[BEGIN RECORD EXCERPTS]

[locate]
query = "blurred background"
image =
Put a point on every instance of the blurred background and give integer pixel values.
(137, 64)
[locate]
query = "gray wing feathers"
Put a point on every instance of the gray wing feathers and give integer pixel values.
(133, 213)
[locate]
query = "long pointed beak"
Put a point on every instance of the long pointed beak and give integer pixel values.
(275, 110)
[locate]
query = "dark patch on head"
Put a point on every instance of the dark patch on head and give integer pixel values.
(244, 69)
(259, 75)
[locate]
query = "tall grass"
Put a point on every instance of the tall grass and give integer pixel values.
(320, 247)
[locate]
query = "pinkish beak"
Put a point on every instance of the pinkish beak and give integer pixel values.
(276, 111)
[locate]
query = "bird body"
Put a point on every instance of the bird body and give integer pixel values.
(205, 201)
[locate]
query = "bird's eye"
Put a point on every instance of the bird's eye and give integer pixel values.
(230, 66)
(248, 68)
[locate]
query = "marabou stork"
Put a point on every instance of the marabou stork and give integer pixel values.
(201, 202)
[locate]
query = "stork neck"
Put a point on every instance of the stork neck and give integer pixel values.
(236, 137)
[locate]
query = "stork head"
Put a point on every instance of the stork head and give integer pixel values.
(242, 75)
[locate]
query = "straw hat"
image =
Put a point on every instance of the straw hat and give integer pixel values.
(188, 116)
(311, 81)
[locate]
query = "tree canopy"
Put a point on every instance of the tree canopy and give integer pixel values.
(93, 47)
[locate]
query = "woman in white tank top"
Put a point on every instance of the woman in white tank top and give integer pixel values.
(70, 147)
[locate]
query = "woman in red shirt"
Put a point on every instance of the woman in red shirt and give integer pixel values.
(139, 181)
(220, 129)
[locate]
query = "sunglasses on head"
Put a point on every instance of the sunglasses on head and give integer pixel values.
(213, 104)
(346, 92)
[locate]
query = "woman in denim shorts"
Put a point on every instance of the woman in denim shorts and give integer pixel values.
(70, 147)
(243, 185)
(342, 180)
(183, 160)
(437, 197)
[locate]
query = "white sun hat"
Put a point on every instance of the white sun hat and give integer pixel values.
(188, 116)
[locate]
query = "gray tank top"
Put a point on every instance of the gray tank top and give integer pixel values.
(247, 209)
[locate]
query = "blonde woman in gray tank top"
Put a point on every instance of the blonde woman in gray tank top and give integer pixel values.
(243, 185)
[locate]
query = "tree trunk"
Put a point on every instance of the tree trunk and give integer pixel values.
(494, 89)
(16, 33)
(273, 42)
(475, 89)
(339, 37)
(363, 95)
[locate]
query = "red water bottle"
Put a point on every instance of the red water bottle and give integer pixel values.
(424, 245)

[END RECORD EXCERPTS]

◆ TASK TO COMPLETE
Each record must be repeated exactly as it is.

◆ ANSWER FOR THIS EXERCISE
[locate]
query = "blurred background"
image =
Put a point on every instance of the blurred background and give integer pixel values.
(137, 64)
[locate]
query = "gray wing feathers"
Put a point on every instance of the gray wing feathers and give integer pixel values.
(133, 213)
[locate]
query = "long pointed beak"
Put a point on every instance of the long pointed beak and give integer pixel values.
(275, 110)
[locate]
query = "dark patch on head"
Put a point on every instance of the dark patch on head and give integer pixel values.
(244, 69)
(259, 75)
[locate]
query = "tall grass"
Put a point on every instance of the tall grass and give integer pixel values.
(320, 247)
[locate]
query = "pinkish beak"
Put a point on every instance of the pinkish beak and give integer pixel values.
(276, 111)
[locate]
query = "bird body"
Put a point on every instance of the bird body and give integer pixel values.
(205, 201)
[locate]
query = "bird's eye"
Put a point on every instance of the bird's eye and give integer pixel values.
(230, 66)
(248, 68)
[locate]
query = "marabou stork"
Put a point on every instance of the marabou stork and give integer pixel values.
(201, 202)
[locate]
query = "stork neck"
Put a point on every instance of the stork neck and give integer pixel values.
(236, 137)
[locate]
query = "stork head"
Put a point on every instance of the stork head and give integer pixel values.
(242, 75)
[locate]
query = "straw hat"
image =
Put a point on every instance of the straw hat and give integer pixel values.
(188, 116)
(311, 81)
[locate]
query = "tree canopy"
Put a point on every instance of the tree canopy and give integer pixel values.
(93, 47)
[locate]
query = "woman in white tank top"
Put a point on every instance of the woman in white tank top and give integer pixel values.
(70, 147)
[locate]
query = "woman in red shirt"
Put a point on every instance of the woman in red shirt and give integer pixel values.
(139, 181)
(220, 129)
[locate]
query = "sunglasses on head"
Put a point on every instance of the sunglasses on head and give integer pixel values.
(213, 104)
(346, 92)
[locate]
query = "woman in denim shorts"
Put a point on every instance of the woman in denim shorts and give integer pixel values.
(70, 147)
(243, 185)
(342, 180)
(183, 160)
(437, 197)
[locate]
query = "white sun hat"
Put a point on every instance of the white sun hat and give integer pixel values.
(188, 116)
[locate]
query = "gray tank top"
Put a point on every instance of the gray tank top and give integer pixel values.
(247, 209)
[locate]
query = "blonde woman in gray tank top"
Put a point on every instance of the blonde woman in gray tank top and give integer pixel values.
(243, 185)
[locate]
query = "tree trunk"
Put a point on every instance of the tree trunk and give integer pixel values.
(494, 89)
(16, 33)
(273, 42)
(475, 89)
(339, 37)
(363, 95)
[locate]
query = "red water bottle"
Put a point on every instance of the red water bottle and give integer pixel values.
(424, 245)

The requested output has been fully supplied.